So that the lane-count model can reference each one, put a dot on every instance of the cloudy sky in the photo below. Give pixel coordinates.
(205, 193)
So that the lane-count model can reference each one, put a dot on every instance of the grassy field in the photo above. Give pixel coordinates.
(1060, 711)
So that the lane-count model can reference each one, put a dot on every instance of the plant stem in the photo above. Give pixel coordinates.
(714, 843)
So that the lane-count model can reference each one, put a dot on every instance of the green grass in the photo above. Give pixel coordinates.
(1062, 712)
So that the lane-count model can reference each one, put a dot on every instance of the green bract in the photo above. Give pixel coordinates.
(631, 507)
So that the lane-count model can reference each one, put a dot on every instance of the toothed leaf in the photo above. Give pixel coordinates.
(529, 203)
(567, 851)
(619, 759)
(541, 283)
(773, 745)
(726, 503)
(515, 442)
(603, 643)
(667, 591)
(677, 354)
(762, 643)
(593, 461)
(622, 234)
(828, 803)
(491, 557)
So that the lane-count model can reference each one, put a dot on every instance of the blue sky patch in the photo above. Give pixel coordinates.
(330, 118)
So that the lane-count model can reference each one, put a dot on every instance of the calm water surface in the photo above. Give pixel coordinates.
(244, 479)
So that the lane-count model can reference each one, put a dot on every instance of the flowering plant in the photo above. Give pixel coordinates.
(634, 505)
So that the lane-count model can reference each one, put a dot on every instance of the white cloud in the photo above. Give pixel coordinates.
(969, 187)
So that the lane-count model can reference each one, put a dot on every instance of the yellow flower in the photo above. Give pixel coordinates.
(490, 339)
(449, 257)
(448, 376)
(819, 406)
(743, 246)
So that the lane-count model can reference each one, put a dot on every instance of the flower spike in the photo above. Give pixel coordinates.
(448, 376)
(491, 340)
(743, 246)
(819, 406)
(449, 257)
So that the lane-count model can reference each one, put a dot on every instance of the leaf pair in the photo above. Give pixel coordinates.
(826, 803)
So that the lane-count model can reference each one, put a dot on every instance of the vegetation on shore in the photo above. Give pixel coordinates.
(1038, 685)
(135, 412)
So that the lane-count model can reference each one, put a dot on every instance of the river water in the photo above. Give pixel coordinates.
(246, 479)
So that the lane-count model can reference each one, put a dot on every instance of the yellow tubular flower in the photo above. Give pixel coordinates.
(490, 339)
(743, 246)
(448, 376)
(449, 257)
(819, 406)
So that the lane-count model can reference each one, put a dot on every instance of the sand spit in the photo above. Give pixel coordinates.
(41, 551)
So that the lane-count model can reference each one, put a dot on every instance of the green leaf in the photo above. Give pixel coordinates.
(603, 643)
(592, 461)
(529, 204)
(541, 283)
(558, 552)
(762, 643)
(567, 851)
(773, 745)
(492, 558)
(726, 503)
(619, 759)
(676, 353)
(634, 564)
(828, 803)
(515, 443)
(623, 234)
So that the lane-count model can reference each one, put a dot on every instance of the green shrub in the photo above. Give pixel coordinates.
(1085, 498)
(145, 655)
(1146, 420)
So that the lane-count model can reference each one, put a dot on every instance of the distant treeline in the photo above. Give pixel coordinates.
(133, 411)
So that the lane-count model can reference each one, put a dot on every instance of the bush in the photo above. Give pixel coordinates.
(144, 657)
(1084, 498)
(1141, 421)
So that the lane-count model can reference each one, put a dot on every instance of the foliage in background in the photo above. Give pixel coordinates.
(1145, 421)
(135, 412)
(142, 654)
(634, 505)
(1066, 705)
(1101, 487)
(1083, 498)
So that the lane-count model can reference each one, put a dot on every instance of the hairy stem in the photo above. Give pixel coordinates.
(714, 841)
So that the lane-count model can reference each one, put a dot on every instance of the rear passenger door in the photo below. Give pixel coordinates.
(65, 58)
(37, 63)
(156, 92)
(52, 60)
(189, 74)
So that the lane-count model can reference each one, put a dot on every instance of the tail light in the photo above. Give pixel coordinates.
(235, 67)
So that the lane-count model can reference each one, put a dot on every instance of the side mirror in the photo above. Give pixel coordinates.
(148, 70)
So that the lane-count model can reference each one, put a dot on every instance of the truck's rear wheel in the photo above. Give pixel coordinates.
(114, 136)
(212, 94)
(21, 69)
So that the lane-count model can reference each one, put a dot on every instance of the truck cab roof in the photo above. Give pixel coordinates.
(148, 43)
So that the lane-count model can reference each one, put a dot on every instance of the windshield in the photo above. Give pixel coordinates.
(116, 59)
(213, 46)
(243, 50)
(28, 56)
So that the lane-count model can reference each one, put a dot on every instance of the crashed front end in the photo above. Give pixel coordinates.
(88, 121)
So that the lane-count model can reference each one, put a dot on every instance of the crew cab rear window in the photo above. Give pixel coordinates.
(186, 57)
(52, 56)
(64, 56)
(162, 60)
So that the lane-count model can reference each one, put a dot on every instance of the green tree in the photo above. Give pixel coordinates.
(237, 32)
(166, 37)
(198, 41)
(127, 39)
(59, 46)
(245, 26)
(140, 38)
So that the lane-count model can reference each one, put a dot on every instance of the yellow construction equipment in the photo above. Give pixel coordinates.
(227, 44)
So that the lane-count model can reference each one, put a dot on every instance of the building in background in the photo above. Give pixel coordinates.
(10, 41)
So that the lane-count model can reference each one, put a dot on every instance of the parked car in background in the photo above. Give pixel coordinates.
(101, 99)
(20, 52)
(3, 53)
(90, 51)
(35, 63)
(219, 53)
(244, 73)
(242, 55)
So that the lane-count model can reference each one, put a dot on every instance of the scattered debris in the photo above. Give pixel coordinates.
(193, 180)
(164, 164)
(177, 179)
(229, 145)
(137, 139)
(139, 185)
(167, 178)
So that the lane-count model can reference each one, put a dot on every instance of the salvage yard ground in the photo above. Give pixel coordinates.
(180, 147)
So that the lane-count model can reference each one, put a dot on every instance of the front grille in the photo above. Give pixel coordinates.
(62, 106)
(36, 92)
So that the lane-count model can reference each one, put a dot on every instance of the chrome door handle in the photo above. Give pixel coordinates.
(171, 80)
■ ■ ■
→ EXERCISE: In the records above, find the line containing "grille in the photo above. Give pixel coordinates." and print it and every later line exactly, through the last one.

→ TASK SOLUTION:
So that the lane-count model can reference each one, put a dot on every instance of the front grille in the photo above. Give pixel coordinates.
(62, 106)
(36, 92)
So that the lane-count model can reference each one, put a dot on every instance of the chrome door handle in the photo above. Give pixel coordinates.
(171, 80)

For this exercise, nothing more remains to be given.